EXCERPT TO READ
▼
I'm surprised this hasn't got more comments. Julian, I've been incredibly impressed by your work in RL so far, and I'm super excited to see what you end up working on next.

I hope folks will forgive me just putting down some opinions about what problems in RL to work on:

I think I want us (RL, as a field) to move past games -- board games, video games, etc -- and into more real-world problems.

Where to go looking for problems?

These are much harder to make tractable! Most of the unsolved problems are very hard. I like referencing the NAE's Engineering Grand Challenges and the UN's Sustainable/Millennium Development Goals when I want to think about global challenges. Each one is much bigger than a research project, but I find them "food for thought" when I think about problems to work on.

What characteristics probably make for good problems for deep RL?

1. Outside of human factors -- either too big for humans, or too small, or top fast, or too precise, etc.

2. Episodic/resettable -- has some sort of short periodicity, giving bounds on long-term credit assignment

3. Already connected to computers -- solving a task with RL in a domain that isn't already hooked up to software/sensors/computers is going to be 99% setup and 1% RL

4. Supervised/Unsupervised failed -- I think in general it makes sense only to try RL after we've tried the simpler methods and they've failed to work (perhaps the data is too few, or labels too weak/noisy)

What are candidate problem domains?

Robotics is usually the first thing people say, so best just get it out of the way first. I think this is exactly right, but I think the robots we have access to today are terrible, so this turns into mostly a robot design problem with a comparatively smaller ML problem on top. (After working with robots & RL for years I have hours of this but saving that for another time)

Automatic control systems is underrated as a domain. Many problems involving manufacturing with machines involve all sorts of small/strange adjustments to things like "feed rate" "rotor speed" "head pressure" etc etc etc. Often these are tuned/adjusted by people who build up intuition over time, then transfer intuition to other humans. I expect it would be possible for RL to learn how to "play" these machines better and faster than any human. (Machines include: CNC machines, chemical processing steps, textile manufacture machines, etc etc etc)
▲
GIVEN ENTRIES
▼
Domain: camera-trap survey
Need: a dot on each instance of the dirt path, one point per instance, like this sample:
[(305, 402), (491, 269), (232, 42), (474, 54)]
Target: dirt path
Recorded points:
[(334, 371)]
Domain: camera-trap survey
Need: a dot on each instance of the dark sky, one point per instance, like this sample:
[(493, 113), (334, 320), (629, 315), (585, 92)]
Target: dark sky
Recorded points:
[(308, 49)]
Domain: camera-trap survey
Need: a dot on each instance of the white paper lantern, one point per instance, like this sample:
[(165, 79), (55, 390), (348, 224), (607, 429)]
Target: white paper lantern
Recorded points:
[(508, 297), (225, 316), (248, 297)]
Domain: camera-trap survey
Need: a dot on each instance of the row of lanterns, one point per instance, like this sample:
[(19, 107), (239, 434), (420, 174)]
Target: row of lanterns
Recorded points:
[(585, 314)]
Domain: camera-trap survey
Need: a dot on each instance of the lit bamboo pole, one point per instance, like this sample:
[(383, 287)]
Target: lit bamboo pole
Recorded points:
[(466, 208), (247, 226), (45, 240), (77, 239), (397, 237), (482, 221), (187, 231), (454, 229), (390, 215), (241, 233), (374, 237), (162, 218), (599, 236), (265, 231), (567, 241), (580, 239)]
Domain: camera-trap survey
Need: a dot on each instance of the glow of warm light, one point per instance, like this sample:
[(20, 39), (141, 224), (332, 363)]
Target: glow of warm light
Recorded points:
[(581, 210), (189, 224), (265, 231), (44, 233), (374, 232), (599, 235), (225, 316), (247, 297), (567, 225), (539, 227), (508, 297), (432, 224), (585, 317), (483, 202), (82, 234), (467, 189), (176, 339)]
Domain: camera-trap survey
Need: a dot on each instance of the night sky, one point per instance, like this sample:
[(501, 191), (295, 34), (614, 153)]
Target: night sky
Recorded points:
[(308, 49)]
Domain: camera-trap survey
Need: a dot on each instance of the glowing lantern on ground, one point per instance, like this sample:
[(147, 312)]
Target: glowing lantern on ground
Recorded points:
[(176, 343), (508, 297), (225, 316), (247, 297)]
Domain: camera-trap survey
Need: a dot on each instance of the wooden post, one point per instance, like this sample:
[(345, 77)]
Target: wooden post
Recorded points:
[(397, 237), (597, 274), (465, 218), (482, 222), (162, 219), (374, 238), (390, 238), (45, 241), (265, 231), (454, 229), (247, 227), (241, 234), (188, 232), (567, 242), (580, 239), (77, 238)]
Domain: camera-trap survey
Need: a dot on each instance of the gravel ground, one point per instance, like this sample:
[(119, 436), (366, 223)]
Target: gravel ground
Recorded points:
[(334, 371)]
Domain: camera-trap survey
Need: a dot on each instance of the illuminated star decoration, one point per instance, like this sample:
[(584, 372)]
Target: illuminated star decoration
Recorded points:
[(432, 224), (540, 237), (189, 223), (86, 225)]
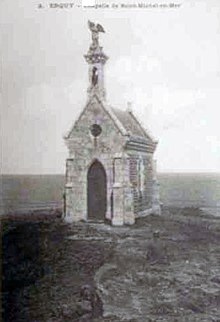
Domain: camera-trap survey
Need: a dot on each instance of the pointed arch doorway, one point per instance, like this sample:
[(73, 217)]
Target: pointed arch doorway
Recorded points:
[(96, 191)]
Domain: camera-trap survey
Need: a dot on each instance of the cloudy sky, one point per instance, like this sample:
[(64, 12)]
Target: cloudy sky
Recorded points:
[(165, 61)]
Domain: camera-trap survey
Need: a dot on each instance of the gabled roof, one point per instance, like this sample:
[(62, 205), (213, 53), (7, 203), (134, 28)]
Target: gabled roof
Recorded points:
[(125, 121), (131, 124)]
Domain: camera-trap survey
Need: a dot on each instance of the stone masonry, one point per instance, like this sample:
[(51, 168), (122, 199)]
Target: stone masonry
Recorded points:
[(110, 171)]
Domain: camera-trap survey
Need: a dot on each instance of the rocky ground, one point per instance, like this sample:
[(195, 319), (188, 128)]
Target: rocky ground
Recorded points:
[(163, 268)]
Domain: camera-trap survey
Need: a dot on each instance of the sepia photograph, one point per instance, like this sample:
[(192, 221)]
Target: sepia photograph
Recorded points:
[(110, 161)]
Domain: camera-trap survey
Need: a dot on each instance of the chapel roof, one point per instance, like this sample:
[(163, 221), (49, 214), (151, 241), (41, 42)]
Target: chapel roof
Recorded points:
[(131, 124)]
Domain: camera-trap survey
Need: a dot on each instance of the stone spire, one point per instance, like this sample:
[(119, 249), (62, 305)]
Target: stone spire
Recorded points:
[(96, 60)]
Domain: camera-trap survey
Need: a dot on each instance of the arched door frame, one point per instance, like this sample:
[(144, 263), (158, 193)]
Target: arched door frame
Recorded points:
[(100, 191)]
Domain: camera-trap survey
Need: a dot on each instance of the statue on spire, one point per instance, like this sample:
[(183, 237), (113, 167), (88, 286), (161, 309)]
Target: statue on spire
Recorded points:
[(95, 29)]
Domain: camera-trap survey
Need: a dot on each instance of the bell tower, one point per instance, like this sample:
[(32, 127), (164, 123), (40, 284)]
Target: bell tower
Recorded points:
[(96, 60)]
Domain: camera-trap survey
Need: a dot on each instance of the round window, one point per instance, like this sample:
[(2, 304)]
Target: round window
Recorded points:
[(96, 130)]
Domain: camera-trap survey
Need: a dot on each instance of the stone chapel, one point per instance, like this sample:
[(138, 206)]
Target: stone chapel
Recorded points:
[(110, 171)]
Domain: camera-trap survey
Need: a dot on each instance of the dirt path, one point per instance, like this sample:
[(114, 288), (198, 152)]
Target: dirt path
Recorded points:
[(161, 269)]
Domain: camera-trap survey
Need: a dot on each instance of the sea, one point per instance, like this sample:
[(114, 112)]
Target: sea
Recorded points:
[(24, 193)]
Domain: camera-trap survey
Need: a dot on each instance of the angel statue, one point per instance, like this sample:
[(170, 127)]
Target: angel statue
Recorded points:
[(95, 29)]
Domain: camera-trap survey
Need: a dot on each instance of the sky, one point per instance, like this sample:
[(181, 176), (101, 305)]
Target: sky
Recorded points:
[(166, 62)]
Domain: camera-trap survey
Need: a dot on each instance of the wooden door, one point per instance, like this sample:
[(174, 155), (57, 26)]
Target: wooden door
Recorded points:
[(96, 192)]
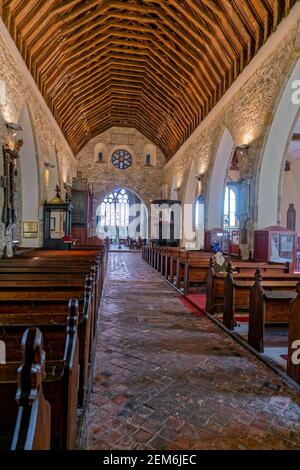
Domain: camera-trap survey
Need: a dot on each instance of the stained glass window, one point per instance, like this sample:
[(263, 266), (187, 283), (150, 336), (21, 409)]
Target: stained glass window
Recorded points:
[(121, 159), (230, 203), (115, 209)]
▲
COMPLETE THE FOLLOWING
(a) From the comment on RL problems, list the numbered characteristics it gives for good deep RL problems, using the short name that opens each one.
(b) Condense the paragraph of the comment on RL problems that begins "Automatic control systems is underrated" into a short bulleted list that keeps its main points.
(c) Reproduce the comment on RL problems word for word, from "I think I want" to "too precise, etc.".

PER-TASK ANSWERS
(a)
1. Outside of human factors
2. Episodic/resettable
3. Already connected to computers
4. Supervised/Unsupervised failed

(b)
- Automatic control systems are an underrated domain.
- Manufacturing machines need many small, odd adjustments to settings such as "feed rate," "rotor speed," and "head pressure."
- People usually tune these by building intuition over time and passing it on to others.
- RL could likely learn to "play" these machines better and faster than any human.
- Examples of such machines include CNC machines, chemical processing steps, and textile manufacture machines.

(c)
I think I want us (RL, as a field) to move past games -- board games, video games, etc -- and into more real-world problems.

Where to go looking for problems?

These are much harder to make tractable! Most of the unsolved problems are very hard. I like referencing the NAE's Engineering Grand Challenges and the UN's Sustainable/Millennium Development Goals when I want to think about global challenges. Each one is much bigger than a research project, but I find them "food for thought" when I think about problems to work on.

What characteristics probably make for good problems for deep RL?

1. Outside of human factors -- either too big for humans, or too small, or top fast, or too precise, etc.